Written problem :: Copy out the blog post below about the Being Again Project word for word, from start to finish.

Day 4.  One of the guidelines for this Being Again Project was that I told myself I'd keep this SIMPLE.  So here I am... simply typing.  I started to think too much.  Think-too-much should be my middle name.  I started to think of way too many things I wanted to write about and before I knew it, I was overwhelmed and didn't want to write at all.  That is NOT the point of this project.  

Again, here it is:  


For the sake of keeping my goals for this project before me, I'll begin my posts with this:

So, here's how this will go. 
  1. I will write something on here every day for 38 days because that is how many days until my 50k.  
  2. I will keep in simple!!! Some days will consist of three sentences if that's all I have.   
  3. I will write for me.  
  4. I will try very hard NOT to compare my old Runninghood self to the Amanda typing today.  
  5. I will keep my posts to daily gratitude, intentions and.... because how can we not feel sad, heavy hearted and powerless at so much happening in our world...I will include at least one small way I can or have done something to make the world a better place (this can be as simple and powerful as helping my child learn a lesson about love and kindness).  
  6. Why am I doing this?  To Begin Again.  Just as with training for a marathon when we put in our daily workouts, I want to get into the habit of focusing on the things that make me happy and my intentions for making my life what I want. Writing helps me with this.

Dataset content ::

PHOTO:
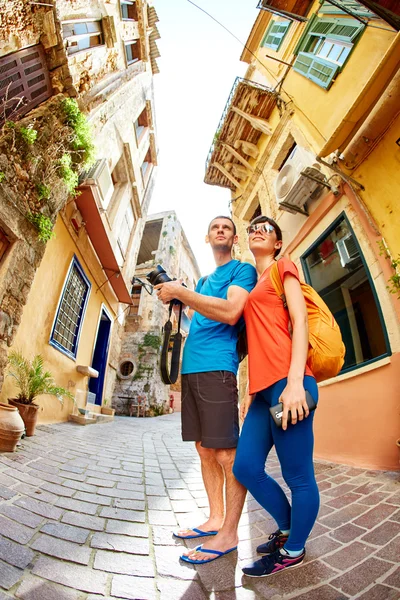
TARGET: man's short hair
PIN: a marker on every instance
(222, 217)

Result ::
Day 4.  One of the guidelines for this Being Again Project was that I told myself I'd keep this SIMPLE.  So here I am... simply typing.  I started to think too much.  Think-too-much should be my middle name.  I started to think of way too many things I wanted to write about and before I knew it, I was overwhelmed and didn't want to write at all.  That is NOT the point of this project.  

Again, here it is:  


For the sake of keeping my goals for this project before me, I'll begin my posts with this:

So, here's how this will go. 
  1. I will write something on here every day for 38 days because that is how many days until my 50k.  
  2. I will keep in simple!!! Some days will consist of three sentences if that's all I have.   
  3. I will write for me.  
  4. I will try very hard NOT to compare my old Runninghood self to the Amanda typing today.  
  5. I will keep my posts to daily gratitude, intentions and.... because how can we not feel sad, heavy hearted and powerless at so much happening in our world...I will include at least one small way I can or have done something to make the world a better place (this can be as simple and powerful as helping my child learn a lesson about love and kindness).  
  6. Why am I doing this?  To Begin Again.  Just as with training for a marathon when we put in our daily workouts, I want to get into the habit of focusing on the things that make me happy and my intentions for making my life what I want. Writing helps me with this.